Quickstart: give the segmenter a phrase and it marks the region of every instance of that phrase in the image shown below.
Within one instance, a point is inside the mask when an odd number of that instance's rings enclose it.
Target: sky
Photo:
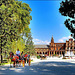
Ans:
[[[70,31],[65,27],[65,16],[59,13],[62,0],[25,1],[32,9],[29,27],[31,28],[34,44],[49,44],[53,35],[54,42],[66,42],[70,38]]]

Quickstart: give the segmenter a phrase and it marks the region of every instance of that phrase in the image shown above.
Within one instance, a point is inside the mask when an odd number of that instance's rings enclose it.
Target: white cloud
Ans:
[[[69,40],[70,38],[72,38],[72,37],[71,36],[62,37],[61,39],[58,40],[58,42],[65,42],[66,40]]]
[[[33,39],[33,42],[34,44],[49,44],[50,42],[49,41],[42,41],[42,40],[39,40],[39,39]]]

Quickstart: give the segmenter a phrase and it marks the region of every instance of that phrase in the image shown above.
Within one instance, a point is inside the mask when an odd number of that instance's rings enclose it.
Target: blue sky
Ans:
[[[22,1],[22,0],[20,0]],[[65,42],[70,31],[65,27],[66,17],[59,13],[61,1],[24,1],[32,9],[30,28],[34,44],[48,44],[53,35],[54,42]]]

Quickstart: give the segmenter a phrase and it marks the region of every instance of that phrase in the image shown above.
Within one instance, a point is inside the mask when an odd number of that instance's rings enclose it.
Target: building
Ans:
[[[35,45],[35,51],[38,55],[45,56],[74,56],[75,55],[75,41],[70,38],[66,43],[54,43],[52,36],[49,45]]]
---*---
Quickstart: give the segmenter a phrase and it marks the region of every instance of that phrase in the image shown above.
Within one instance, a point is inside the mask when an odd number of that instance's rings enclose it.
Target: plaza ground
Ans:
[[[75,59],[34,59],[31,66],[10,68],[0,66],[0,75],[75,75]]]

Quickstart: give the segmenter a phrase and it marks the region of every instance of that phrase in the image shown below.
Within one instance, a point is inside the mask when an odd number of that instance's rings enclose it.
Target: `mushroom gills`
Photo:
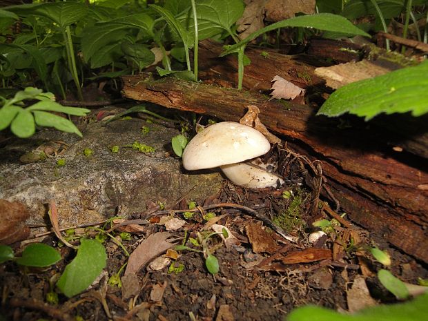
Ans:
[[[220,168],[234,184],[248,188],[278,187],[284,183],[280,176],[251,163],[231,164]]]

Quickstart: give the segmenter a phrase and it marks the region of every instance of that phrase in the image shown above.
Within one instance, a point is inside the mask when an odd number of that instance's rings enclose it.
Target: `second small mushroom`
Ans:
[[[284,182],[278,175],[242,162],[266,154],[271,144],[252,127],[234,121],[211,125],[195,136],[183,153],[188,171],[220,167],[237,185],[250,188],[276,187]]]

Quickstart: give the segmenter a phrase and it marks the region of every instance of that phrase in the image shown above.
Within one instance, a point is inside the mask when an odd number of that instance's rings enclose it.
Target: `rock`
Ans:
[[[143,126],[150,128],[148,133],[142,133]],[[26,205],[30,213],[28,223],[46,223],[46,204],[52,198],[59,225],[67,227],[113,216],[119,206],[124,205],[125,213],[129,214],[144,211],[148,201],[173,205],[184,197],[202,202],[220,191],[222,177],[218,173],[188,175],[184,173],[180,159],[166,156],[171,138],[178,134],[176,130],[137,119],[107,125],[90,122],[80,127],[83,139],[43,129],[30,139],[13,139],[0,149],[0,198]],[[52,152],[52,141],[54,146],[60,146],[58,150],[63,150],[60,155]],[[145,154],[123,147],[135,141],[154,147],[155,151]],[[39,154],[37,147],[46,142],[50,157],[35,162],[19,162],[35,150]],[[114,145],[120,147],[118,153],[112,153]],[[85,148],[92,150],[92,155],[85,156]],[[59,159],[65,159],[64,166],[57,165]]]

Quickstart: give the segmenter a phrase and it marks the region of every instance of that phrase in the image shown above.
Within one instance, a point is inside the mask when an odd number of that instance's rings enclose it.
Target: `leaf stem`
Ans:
---*---
_AIM_.
From the rows above, copy every line containing the string "mushroom", matching case exactly.

_COMPLETE OUTPUT_.
Target: `mushroom gills`
Target: `second small mushroom`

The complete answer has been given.